----- DATASET
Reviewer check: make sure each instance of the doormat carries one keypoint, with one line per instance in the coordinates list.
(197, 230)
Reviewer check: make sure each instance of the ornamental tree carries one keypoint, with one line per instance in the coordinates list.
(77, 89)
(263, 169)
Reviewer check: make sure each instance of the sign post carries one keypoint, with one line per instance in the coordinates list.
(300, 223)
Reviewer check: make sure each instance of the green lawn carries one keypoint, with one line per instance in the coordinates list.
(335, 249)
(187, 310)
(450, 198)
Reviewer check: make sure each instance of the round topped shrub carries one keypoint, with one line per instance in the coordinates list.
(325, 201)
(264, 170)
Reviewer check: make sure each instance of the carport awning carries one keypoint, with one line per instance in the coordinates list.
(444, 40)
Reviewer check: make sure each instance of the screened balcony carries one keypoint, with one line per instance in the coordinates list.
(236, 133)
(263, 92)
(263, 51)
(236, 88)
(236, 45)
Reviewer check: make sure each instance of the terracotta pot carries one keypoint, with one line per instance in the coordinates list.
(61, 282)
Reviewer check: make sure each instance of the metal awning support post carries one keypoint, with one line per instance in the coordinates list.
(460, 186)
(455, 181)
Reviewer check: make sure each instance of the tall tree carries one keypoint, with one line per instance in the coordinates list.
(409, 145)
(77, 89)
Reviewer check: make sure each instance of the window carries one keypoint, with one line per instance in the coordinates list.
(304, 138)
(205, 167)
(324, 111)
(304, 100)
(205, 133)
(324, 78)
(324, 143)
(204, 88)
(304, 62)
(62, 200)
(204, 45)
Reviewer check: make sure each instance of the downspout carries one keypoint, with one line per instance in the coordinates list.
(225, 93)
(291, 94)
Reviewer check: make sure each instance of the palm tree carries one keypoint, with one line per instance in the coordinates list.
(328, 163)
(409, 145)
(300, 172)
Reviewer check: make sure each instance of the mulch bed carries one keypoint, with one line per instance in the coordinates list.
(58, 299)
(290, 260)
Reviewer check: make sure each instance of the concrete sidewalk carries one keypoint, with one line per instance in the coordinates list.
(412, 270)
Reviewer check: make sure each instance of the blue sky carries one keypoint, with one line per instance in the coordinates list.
----------
● TASK BRIEF:
Please copy every one of the records above word for word, line by line and in the same order.

● COMPLETED TASK:
Reviewer check: make sure each instance of the doormat carries one keypoint, with one line per instance in the coordinates list.
(197, 230)
Reviewer check: make sure each instance of the ornamental tree carries one keypoint, with one line per instance in the coordinates list.
(77, 89)
(263, 169)
Reviewer check: make sure each instance of the sign post carries one keypoint, with one line per instance in the coordinates list.
(300, 223)
Reviewer check: make sure each instance of the green lawn carries one keypoint, with one line per instance in the coordinates list.
(335, 249)
(187, 310)
(450, 198)
Reviewer check: make sure each instance of the round topped shrub carries one keypoint, with one line per instance in the coordinates list.
(325, 201)
(264, 170)
Reviewer check: make sure each instance of the carport awning carries one keypoint, with one line per instance in the coordinates list.
(444, 40)
Reviewer check: make sure each instance of the screened balcony carries one keypoint, with one line per instance in the coordinates list.
(236, 133)
(263, 92)
(263, 51)
(236, 88)
(236, 45)
Reviewer check: make sure each instance of the terracotta pot carries one keypoint, with one line per instance in the coordinates list.
(61, 282)
Reviewer check: make sure each instance of the metal awning support post carries one keypoint, with one line per instance in the coordinates list.
(460, 186)
(455, 181)
Reviewer check: make sure each instance of the tall tree carries one keypoint, with one line per instance in the coordinates list.
(409, 145)
(77, 89)
Reviewer check: make sure each instance of the window carries one keypoint, with one line per instance in the coordinates list.
(304, 138)
(205, 167)
(324, 111)
(304, 100)
(205, 133)
(324, 78)
(324, 143)
(204, 88)
(304, 62)
(62, 200)
(204, 45)
Reviewer check: make sure each instance of the downspout carries one keypoint, with one line per instance in the coordinates list.
(225, 93)
(291, 94)
Reviewer check: make sure each instance of the palm tree carries one keypoint, with one line per instance in the coordinates list.
(328, 163)
(409, 145)
(300, 172)
Reviewer check: make sure each instance of the mulch bed carries one keypoint, with one line per instance in the coordinates list.
(58, 299)
(290, 260)
Reviewer check: make sure each instance of the concrete sidewalk carries one keypoint, with one line per instance in the coordinates list.
(412, 270)
Reviewer check: make sure each instance of the blue sky carries one keypoint, with one line per instance in the coordinates list.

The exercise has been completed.